You have developed the concept of frugal innovation. What does it mean?
N.R. Directly inspired by the Hindi term “jugaad”, which I translate as “resourcefulness”, it consists in developing solutions, products and services that add value through smart use of existing resources – raw materials, knowledge, infrastructure.
It is not just about making do with less, the ambition is to do better, to improve everyone’s material and emotional living conditions. To be part of a contributory, even regenerative approach.
You believe that frugal innovation also represents a solution to social, economic and ecological challenges. Can you give some examples?
N.R. The Recygo programme led by La Poste and Suez is a good example. The idea is that postmen collect paper waste from very small to medium-sized companies, which is then recycled by people in need. Rooted in a region, this model is a source of income for La Poste and provides more recycling and inclusion.

## Available data:
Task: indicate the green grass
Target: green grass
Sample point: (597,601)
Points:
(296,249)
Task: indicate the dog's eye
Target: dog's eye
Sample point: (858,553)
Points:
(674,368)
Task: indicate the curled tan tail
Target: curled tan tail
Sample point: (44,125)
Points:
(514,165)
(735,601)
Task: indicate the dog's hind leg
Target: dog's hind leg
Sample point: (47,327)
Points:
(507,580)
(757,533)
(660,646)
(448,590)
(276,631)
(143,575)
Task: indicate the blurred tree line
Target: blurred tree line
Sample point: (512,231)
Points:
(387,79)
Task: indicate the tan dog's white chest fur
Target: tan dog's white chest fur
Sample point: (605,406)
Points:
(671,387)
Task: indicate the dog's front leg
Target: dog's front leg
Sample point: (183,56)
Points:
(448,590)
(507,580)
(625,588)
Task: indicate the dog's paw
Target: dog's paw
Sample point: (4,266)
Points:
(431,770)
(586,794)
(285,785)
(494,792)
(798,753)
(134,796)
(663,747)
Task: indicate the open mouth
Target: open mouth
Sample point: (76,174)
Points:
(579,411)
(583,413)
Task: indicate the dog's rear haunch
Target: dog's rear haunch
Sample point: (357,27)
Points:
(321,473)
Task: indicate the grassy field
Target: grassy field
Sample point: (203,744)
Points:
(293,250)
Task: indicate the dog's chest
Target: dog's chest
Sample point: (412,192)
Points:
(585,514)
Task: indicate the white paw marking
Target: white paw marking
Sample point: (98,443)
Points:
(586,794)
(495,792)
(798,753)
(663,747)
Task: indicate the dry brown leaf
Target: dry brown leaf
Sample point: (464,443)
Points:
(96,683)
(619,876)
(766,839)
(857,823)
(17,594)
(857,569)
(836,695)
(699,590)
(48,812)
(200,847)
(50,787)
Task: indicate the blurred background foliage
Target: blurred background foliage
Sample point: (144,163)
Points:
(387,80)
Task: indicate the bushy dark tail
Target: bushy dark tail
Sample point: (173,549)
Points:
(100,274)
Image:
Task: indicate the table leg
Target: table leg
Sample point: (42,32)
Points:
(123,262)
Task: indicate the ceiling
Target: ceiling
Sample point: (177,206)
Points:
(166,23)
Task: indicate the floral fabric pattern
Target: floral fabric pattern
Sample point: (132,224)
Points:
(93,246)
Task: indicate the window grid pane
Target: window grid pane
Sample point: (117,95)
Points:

## Required work:
Extend the interview on frugal innovation past its final line.

## Your response:
While the circular economy focuses on ecology, the frugal approach also seeks to respond to social issues, notably through the human dimension. For example, cities that develop mixed use facilities by installing nurseries in retirement homes: they make optimal use of what already exists, with a real emotional benefit for everyone.
“The frugal approach is very powerful in the face of scarce resources and the need to make a positive contribution to our challenges.”
What exactly does the frugal city consist of?
N.R. It is a city that makes the most of all the resources at its disposal to provide a better quality of life for all. It is a profound change, as expressed for example by Pierre-André de Chalendar, Chairman of Saint-Gobain, in his book The Urban Challenge. Unlike China, we can no longer build more and more new cities in Europe, we no longer have the choice and must make do as best as we can with what already exists, by reusing, renovating, reinventing ways of moving around, transforming uses to restore value to the resources we have.
In my view, these strong constraints stimulate creativity, which is a key component of the frugal approach. In addition, the city can no longer be considered solely as a place of consumption. The challenge is to reintroduce areas for production of food, energy, etc. This changes the relationship to the products, because we can see what resources they use. This is why restoring proximity is essential… and above all possible: take the micro-factories installed in shipping containers, that are capable of producing vaccines.
How can we achieve this?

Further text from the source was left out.